SUPPLIED INFORMATION.
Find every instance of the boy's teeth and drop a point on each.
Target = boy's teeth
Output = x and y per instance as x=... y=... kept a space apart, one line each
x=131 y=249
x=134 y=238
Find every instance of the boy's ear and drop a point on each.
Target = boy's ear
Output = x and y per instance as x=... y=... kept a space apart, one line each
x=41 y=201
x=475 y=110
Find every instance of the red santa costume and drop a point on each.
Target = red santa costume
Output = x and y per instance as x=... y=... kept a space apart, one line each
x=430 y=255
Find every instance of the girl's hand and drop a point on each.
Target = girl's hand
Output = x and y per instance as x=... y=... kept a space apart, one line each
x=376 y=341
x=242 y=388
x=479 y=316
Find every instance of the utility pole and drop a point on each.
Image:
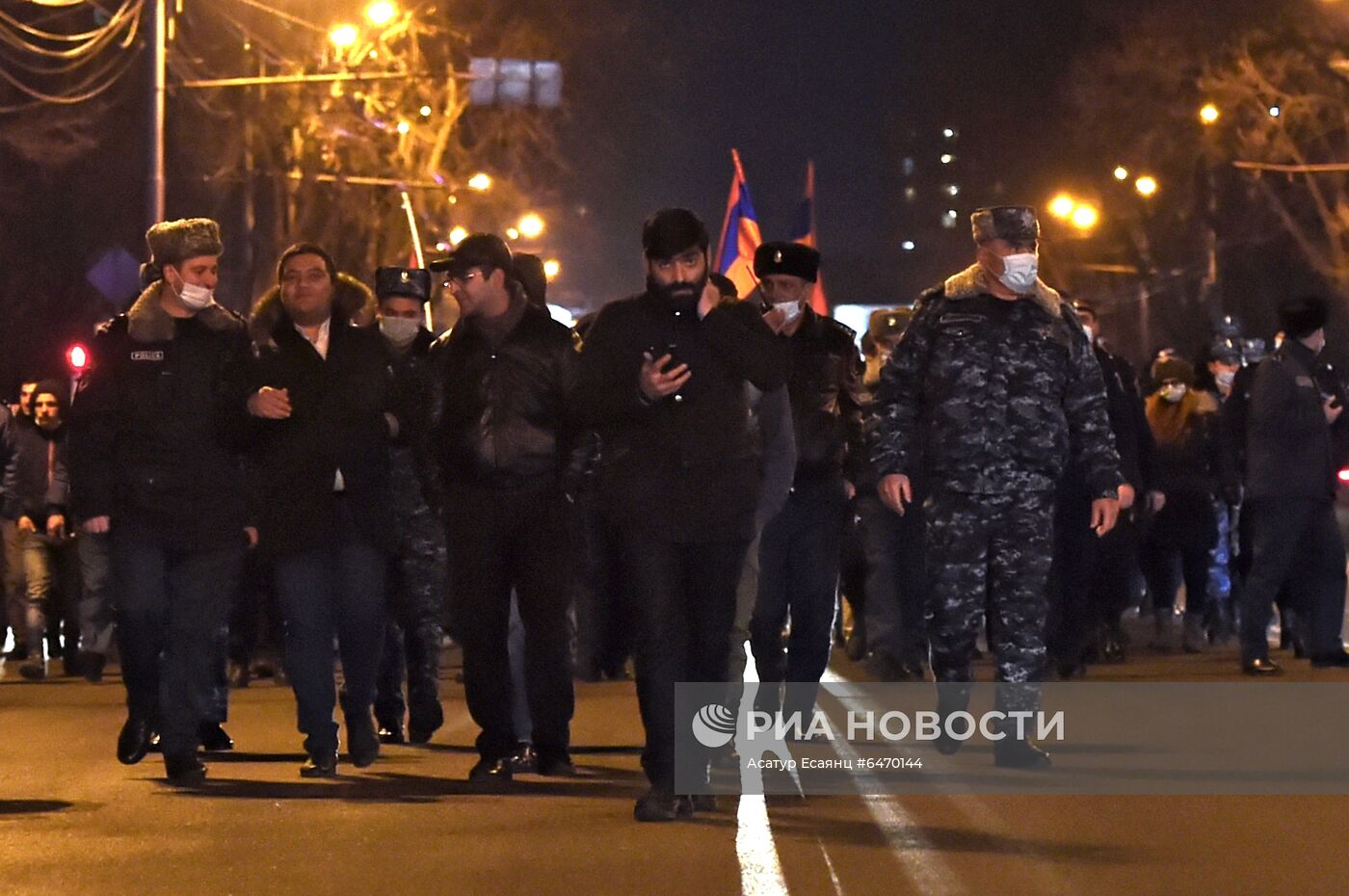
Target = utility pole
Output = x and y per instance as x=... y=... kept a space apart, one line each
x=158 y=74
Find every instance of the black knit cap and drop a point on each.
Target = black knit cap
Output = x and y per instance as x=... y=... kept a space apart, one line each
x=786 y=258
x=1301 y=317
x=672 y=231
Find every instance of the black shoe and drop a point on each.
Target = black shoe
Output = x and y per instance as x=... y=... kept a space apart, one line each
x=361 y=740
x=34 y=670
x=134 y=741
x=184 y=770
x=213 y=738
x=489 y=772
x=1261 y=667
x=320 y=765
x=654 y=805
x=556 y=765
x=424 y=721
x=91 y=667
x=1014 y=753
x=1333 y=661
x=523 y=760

WHAT IS ASKED. Copy all of the data above verbatim, line for line, and omit the picture.

THE OUTPUT.
Find every instance of the boy's teeth and drop a point on each.
Target = boy's teeth
Output = x and y per instance as x=... y=... kept a space apart, one line each
x=131 y=249
x=134 y=238
Find every instance of the boy's ear and drop a point on each.
Target = boy's ear
Output = x and y per instance as x=... y=... kept a space apart, one line each
x=41 y=201
x=475 y=110
Find every instance of the red santa costume and drop a point on each.
Target = red santa costume
Output = x and y per instance as x=... y=... kept a space apart, one line each
x=430 y=255
Find every instance of the girl's hand and drop a point on each.
Target = girl's hand
Output = x and y per instance as x=... y=... kept a space apart, one line each
x=376 y=341
x=242 y=388
x=479 y=316
Find every instance of the utility pole and drop a point on each.
Image:
Target = utility pole
Output = x and y per instance as x=... y=... kept a space apart, one line each
x=158 y=74
Find every instance of the black knit cap and drop a point on each.
Target = black knit cap
Output = x and y per instance as x=... y=... kept a space apart, one line each
x=786 y=258
x=1301 y=317
x=672 y=231
Find every instance of the black shoe and drop a point on each.
Target = black shoe
Output = x and y per instance as x=... y=... kept a space apart, one line each
x=361 y=740
x=34 y=670
x=134 y=741
x=184 y=770
x=213 y=738
x=489 y=772
x=1261 y=667
x=320 y=765
x=654 y=805
x=556 y=765
x=424 y=721
x=91 y=667
x=1014 y=753
x=1333 y=661
x=523 y=760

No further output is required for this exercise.